Problemas:
1 > Según el fragmento sobre la política migratoria cubana, ¿con quiénes se reúne en Washington el canciller Bruno Rodríguez?
2 > Reproduzca del fragmento sobre la política migratoria cubana el tramo que se inicia en las palabras "El jurista e" y concluye tras las palabras "menos en Cuba.".

Fragmento citado:
- - -
Ahora, con el previsible deterioro de las relaciones con Donald Trump y ante la falta de respuestas convincentes de La Habana a las acusaciones de irresponsabilidad por supuestos ataques acústicos contra diplomáticos de Estados Unidos y Canadá en la isla, el Gobierno cubano vuelve al contragolpe. El canciller Bruno Rodríguez se reúne en Washington con residentes cubanos en Estados Unidos, partidarios suyos, y anuncia una serie de medidas que flexibilizan el vínculo con una parte de la diáspora. Se trata de decisiones que profundizan la reforma de diciembre de 2012, pero que no remueven el núcleo de la restricción de derechos económicos, civiles y políticos de los emigrantes cubanos en su país de origen.

El PC de Cuba frenó en 2016 las reformas por creer que Obama minaba la solidez del régimen

La “habilitación del pasaporte”, que reemplazó el viejo “permiso de salida”, se elimina, pero ahí sigue, como mecanismo de control político y fuente de ingresos consulares, la prórroga del documento oficial cada dos años. Las facilidades para que los hijos de emigrantes cubanos se repatrien, sin necesidad de avecindarse en la isla, pueden favorecer a miles de familias que perderían sus propiedades por el no reconocimiento del derecho de poseer o heredar viviendas a los exiliados. La despenalización del regreso de los emigrantes ilegales también es buena noticia, sobre todo, para las decenas de miles de balseros que han llegado a las costas de Estados Unidos en las últimas décadas.

Otras medidas como la libertad de acceso a las marinas de Varadero y La Habana están dirigidas a la captación de divisas del turismo cubano-americano. Se trata de un paso más en la dirección del capitalismo segmentado que se está construyendo en Cuba desde hace años y que seguirá acentuando la diferenciación social, toda vez que la apertura del mercado interno y el crecimiento del sector no estatal se ven sometidos a constantes y arbitrarias limitaciones. Esas libertades privilegiadas se suman a un nuevo orden, cada vez más estamentado, en el que la falta de derechos civiles y políticos básicos se ve compensada por una distribución selectiva de derechos económicos.

El jurista e historiador cubano Julio César Guanche, de Flacso, Ecuador, ha observado recientemente que las nuevas medidas migratorias se aplican desde una obsoleta legislación de ciudadanía. Dos intentos de producir una nueva Ley de Ciudadanía en Cuba, en los años ochenta y noventa, fueron postergados por el Gobierno. El capítulo II de la Constitución vigente en Cuba, la de 1976 reformada en 1992, está prácticamente calcado de la Constitución de 1940, entre sus artículos 8º y 18º. Como otras constituciones del populismo o el nacionalismo revolucionario, en América Latina y el Caribe a mediados del siglo XX, aquella rechazaba la doble ciudadanía y limitaba los derechos de los emigrantes en su patria. Conforme crecen las comunidades migratorias, las leyes de ciudadanía se abren en toda la región, menos en Cuba.
- - -
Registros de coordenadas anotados

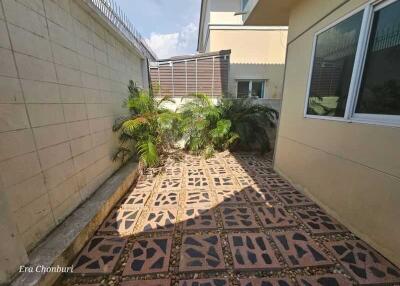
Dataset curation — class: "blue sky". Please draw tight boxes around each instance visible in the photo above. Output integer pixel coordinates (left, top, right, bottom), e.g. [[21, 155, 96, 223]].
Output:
[[115, 0, 201, 58]]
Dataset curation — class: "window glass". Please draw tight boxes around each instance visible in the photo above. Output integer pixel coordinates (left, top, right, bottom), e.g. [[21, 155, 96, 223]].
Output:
[[242, 0, 249, 11], [307, 11, 363, 117], [251, 81, 264, 98], [356, 1, 400, 115], [237, 81, 250, 98]]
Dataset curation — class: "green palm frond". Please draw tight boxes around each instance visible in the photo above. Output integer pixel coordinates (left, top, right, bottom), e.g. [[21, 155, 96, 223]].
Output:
[[136, 138, 159, 167]]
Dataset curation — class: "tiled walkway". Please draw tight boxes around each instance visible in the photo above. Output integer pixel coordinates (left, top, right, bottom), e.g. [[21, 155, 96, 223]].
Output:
[[61, 152, 400, 286]]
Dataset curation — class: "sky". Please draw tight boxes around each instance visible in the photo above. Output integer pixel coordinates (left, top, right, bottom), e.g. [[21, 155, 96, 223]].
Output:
[[115, 0, 201, 59]]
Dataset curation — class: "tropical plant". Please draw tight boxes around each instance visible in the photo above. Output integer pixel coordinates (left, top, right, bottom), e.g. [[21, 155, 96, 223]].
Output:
[[113, 81, 180, 167], [180, 94, 238, 157], [218, 99, 279, 153]]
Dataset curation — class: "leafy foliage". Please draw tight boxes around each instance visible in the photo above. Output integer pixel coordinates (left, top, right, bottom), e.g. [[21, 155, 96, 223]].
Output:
[[180, 94, 238, 157], [113, 81, 180, 167], [218, 99, 279, 153]]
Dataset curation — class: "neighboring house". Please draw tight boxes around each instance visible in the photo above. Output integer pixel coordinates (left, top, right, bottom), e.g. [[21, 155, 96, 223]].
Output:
[[197, 0, 287, 109], [244, 0, 400, 265], [150, 50, 231, 108]]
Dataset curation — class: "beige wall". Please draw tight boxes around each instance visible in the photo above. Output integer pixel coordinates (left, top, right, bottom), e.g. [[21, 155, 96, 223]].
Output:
[[209, 28, 287, 99], [275, 0, 400, 265], [0, 0, 143, 280]]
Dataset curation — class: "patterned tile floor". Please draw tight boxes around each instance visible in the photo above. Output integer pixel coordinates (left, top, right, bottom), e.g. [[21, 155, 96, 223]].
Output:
[[61, 152, 400, 286]]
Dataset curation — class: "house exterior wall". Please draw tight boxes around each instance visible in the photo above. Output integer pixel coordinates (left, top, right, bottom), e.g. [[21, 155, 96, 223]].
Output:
[[199, 0, 287, 105], [274, 0, 400, 265], [209, 28, 287, 100], [0, 0, 147, 284]]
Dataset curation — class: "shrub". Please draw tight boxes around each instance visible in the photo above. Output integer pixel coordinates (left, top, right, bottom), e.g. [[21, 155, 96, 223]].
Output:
[[113, 81, 181, 167], [180, 94, 238, 157], [218, 99, 279, 153]]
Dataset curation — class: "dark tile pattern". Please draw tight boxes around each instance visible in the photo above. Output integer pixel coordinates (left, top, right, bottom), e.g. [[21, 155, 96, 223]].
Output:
[[160, 178, 182, 192], [254, 206, 296, 228], [295, 208, 347, 234], [121, 192, 150, 209], [121, 279, 171, 286], [74, 236, 126, 274], [245, 187, 276, 203], [326, 240, 400, 284], [143, 209, 177, 232], [153, 192, 179, 208], [186, 190, 212, 207], [216, 189, 246, 204], [183, 208, 217, 230], [272, 231, 334, 268], [228, 233, 281, 270], [99, 208, 142, 234], [221, 206, 259, 229], [123, 237, 172, 276], [60, 152, 400, 286], [179, 278, 229, 286], [239, 277, 294, 286], [296, 274, 353, 286], [276, 190, 315, 207], [179, 234, 225, 272]]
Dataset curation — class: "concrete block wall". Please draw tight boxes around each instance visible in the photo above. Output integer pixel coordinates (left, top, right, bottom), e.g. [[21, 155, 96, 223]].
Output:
[[0, 0, 147, 284]]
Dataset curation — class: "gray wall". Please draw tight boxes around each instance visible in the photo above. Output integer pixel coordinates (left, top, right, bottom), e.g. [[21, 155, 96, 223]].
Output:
[[0, 0, 147, 284]]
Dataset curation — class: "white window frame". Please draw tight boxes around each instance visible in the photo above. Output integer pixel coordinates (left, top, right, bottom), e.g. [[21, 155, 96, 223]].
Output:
[[304, 0, 400, 127], [236, 78, 267, 99]]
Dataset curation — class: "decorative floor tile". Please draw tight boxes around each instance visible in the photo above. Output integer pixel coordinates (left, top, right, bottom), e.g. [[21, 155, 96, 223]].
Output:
[[165, 167, 183, 177], [266, 177, 292, 189], [179, 278, 229, 286], [296, 274, 353, 286], [74, 236, 126, 273], [216, 189, 246, 204], [121, 191, 150, 209], [254, 206, 296, 228], [326, 240, 400, 284], [221, 206, 259, 229], [205, 158, 223, 167], [272, 231, 334, 267], [183, 208, 217, 230], [245, 187, 276, 203], [121, 279, 171, 286], [179, 234, 225, 272], [123, 237, 172, 276], [212, 177, 235, 188], [295, 208, 347, 234], [186, 168, 206, 177], [185, 190, 212, 207], [208, 165, 228, 177], [186, 176, 210, 189], [152, 192, 179, 208], [143, 209, 177, 232], [228, 164, 247, 175], [134, 176, 156, 192], [236, 175, 256, 188], [159, 178, 182, 192], [99, 208, 142, 234], [228, 233, 281, 270], [239, 277, 292, 286], [276, 191, 315, 207]]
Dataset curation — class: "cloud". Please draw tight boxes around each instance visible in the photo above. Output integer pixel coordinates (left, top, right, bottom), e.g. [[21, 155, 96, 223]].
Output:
[[146, 23, 197, 58]]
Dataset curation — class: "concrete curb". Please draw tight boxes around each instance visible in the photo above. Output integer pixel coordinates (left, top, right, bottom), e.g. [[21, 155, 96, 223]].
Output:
[[11, 162, 138, 286]]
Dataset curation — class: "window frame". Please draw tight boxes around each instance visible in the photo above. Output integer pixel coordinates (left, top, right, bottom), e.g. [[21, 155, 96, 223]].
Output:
[[236, 78, 267, 99], [304, 0, 400, 127]]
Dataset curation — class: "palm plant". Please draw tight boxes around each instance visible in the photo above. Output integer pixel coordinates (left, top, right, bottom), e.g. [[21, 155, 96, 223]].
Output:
[[180, 94, 238, 157], [219, 99, 279, 153], [113, 81, 180, 167]]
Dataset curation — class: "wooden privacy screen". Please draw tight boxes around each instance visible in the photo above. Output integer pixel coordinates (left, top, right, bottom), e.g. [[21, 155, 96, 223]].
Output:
[[150, 50, 230, 96]]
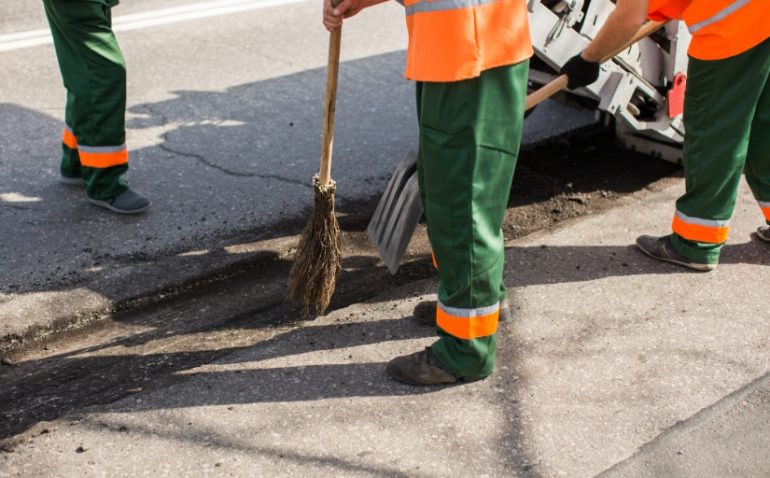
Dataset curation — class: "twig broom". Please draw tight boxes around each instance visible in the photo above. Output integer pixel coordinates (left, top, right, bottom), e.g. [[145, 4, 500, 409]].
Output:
[[289, 20, 342, 315]]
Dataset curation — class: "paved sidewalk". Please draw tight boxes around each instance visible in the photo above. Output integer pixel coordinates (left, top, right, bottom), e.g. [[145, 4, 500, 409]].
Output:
[[0, 178, 770, 477]]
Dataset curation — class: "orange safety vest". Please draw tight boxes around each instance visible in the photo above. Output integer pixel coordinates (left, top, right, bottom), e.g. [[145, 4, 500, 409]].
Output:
[[649, 0, 770, 60], [403, 0, 533, 81]]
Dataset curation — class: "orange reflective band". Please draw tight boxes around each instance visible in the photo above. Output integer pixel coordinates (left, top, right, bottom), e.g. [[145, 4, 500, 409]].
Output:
[[80, 146, 128, 169], [436, 305, 500, 340], [62, 128, 78, 149], [759, 202, 770, 221], [671, 215, 730, 244]]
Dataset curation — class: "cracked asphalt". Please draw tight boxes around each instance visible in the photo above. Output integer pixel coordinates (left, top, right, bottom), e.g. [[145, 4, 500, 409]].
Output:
[[0, 0, 593, 349]]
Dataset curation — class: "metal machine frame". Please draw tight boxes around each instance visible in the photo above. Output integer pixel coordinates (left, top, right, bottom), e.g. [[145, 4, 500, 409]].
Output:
[[528, 0, 690, 163]]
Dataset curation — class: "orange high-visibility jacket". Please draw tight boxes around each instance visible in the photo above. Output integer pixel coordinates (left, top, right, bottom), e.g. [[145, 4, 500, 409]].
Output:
[[649, 0, 770, 60], [403, 0, 532, 81]]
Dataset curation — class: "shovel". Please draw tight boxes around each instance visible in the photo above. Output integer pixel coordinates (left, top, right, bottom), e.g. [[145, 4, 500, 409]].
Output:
[[366, 22, 665, 274]]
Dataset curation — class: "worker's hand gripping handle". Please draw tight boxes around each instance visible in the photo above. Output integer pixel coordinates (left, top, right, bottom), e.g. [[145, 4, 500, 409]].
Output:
[[524, 22, 665, 111], [318, 0, 342, 187]]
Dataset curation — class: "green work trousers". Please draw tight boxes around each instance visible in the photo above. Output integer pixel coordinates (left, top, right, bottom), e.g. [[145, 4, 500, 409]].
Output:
[[417, 61, 529, 378], [670, 39, 770, 264], [43, 0, 128, 199]]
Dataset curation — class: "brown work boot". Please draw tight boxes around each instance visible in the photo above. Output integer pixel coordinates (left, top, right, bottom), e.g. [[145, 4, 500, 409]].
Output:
[[412, 299, 510, 326], [386, 347, 460, 385], [752, 226, 770, 245], [636, 236, 717, 272]]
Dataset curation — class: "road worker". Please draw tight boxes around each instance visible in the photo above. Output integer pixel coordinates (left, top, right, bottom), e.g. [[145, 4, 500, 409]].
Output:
[[323, 0, 533, 385], [562, 0, 770, 271], [43, 0, 150, 214]]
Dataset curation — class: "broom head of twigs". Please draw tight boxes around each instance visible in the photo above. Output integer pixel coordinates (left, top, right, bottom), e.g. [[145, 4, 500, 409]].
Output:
[[289, 174, 341, 315]]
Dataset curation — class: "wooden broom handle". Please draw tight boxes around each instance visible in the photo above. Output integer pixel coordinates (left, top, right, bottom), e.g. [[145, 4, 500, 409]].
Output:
[[524, 22, 666, 111], [318, 12, 342, 187]]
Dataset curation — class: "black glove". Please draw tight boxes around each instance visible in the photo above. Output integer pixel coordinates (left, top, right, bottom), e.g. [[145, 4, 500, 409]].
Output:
[[559, 53, 599, 90]]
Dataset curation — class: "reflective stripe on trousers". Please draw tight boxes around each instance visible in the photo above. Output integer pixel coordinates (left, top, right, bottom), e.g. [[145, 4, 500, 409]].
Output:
[[671, 210, 730, 244], [759, 201, 770, 221], [78, 144, 128, 169], [436, 301, 500, 340], [62, 126, 78, 149]]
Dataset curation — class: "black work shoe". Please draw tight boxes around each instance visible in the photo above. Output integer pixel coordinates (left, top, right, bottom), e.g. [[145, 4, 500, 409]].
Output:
[[757, 226, 770, 242], [385, 347, 460, 385], [412, 299, 511, 325], [88, 189, 150, 214], [636, 236, 717, 272]]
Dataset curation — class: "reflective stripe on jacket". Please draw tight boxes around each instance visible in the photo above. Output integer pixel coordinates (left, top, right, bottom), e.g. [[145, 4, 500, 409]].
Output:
[[649, 0, 770, 60], [399, 0, 533, 82]]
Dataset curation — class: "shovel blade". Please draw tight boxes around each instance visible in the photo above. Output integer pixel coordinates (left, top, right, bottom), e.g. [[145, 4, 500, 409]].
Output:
[[366, 151, 423, 274]]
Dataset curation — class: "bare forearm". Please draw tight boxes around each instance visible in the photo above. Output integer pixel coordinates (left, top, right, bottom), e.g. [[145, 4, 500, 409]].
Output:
[[581, 0, 648, 62]]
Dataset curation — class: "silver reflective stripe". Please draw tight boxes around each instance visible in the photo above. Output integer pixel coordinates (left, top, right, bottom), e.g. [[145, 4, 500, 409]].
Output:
[[405, 0, 499, 16], [687, 0, 752, 35], [78, 143, 126, 153], [438, 302, 500, 319], [676, 211, 730, 227]]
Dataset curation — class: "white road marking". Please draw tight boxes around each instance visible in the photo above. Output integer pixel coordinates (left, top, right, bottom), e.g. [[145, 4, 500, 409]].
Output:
[[0, 0, 307, 52]]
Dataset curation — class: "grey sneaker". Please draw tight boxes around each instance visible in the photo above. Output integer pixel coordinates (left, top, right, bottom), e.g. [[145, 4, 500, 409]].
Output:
[[88, 189, 150, 214], [757, 226, 770, 242], [636, 236, 717, 272], [386, 347, 486, 385], [412, 299, 511, 326], [59, 176, 86, 186]]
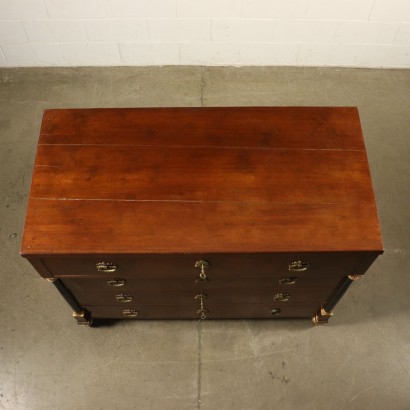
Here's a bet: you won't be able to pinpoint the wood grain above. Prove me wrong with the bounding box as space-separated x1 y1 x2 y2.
22 107 383 256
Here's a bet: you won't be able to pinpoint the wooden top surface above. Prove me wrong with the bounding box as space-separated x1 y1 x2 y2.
22 107 383 255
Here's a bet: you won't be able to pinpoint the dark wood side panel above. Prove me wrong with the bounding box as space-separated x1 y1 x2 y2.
27 256 53 278
40 107 364 150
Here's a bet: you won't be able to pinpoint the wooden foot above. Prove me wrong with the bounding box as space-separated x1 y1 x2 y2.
73 310 93 326
312 306 333 326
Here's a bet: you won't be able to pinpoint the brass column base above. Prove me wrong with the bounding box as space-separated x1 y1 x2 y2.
73 310 93 326
312 306 333 326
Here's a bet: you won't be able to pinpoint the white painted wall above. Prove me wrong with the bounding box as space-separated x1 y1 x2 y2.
0 0 410 67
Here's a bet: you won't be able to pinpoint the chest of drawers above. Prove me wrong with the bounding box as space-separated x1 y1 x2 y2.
21 107 383 324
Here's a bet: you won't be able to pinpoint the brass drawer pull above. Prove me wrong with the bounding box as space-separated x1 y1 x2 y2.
273 293 290 302
289 261 310 272
195 259 209 280
107 278 127 288
122 309 139 317
195 293 209 320
279 276 299 285
115 293 134 303
95 262 117 273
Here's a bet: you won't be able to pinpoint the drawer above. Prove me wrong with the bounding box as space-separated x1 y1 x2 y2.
60 276 201 294
74 287 334 308
42 252 364 279
85 303 319 319
61 272 342 293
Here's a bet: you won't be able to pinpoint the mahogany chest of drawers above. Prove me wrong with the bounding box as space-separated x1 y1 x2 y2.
21 107 383 324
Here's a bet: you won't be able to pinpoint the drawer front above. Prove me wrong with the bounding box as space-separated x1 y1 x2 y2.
73 287 334 307
85 303 319 320
42 252 364 280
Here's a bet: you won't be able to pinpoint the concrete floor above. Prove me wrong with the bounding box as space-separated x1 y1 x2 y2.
0 67 410 410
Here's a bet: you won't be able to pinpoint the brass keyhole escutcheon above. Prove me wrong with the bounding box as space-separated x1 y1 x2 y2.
194 293 209 320
289 260 310 272
107 278 127 288
279 276 299 285
122 309 139 317
115 293 134 303
273 293 290 302
195 259 209 280
95 262 117 273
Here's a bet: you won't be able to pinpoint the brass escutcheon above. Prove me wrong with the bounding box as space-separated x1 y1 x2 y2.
95 262 117 273
273 293 290 302
279 276 299 285
115 293 134 303
194 293 209 320
289 261 310 272
107 278 127 288
195 259 209 280
122 309 139 317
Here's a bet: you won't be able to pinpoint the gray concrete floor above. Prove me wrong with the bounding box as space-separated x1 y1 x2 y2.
0 67 410 410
- - -
Respuestas por problema:
1 > Con residentes cubanos en Estados Unidos que son partidarios suyos.

2 >
El jurista e historiador cubano Julio César Guanche, de Flacso, Ecuador, ha observado recientemente que las nuevas medidas migratorias se aplican desde una obsoleta legislación de ciudadanía. Dos intentos de producir una nueva Ley de Ciudadanía en Cuba, en los años ochenta y noventa, fueron postergados por el Gobierno. El capítulo II de la Constitución vigente en Cuba, la de 1976 reformada en 1992, está prácticamente calcado de la Constitución de 1940, entre sus artículos 8º y 18º. Como otras constituciones del populismo o el nacionalismo revolucionario, en América Latina y el Caribe a mediados del siglo XX, aquella rechazaba la doble ciudadanía y limitaba los derechos de los emigrantes en su patria. Conforme crecen las comunidades migratorias, las leyes de ciudadanía se abren en toda la región, menos en Cuba.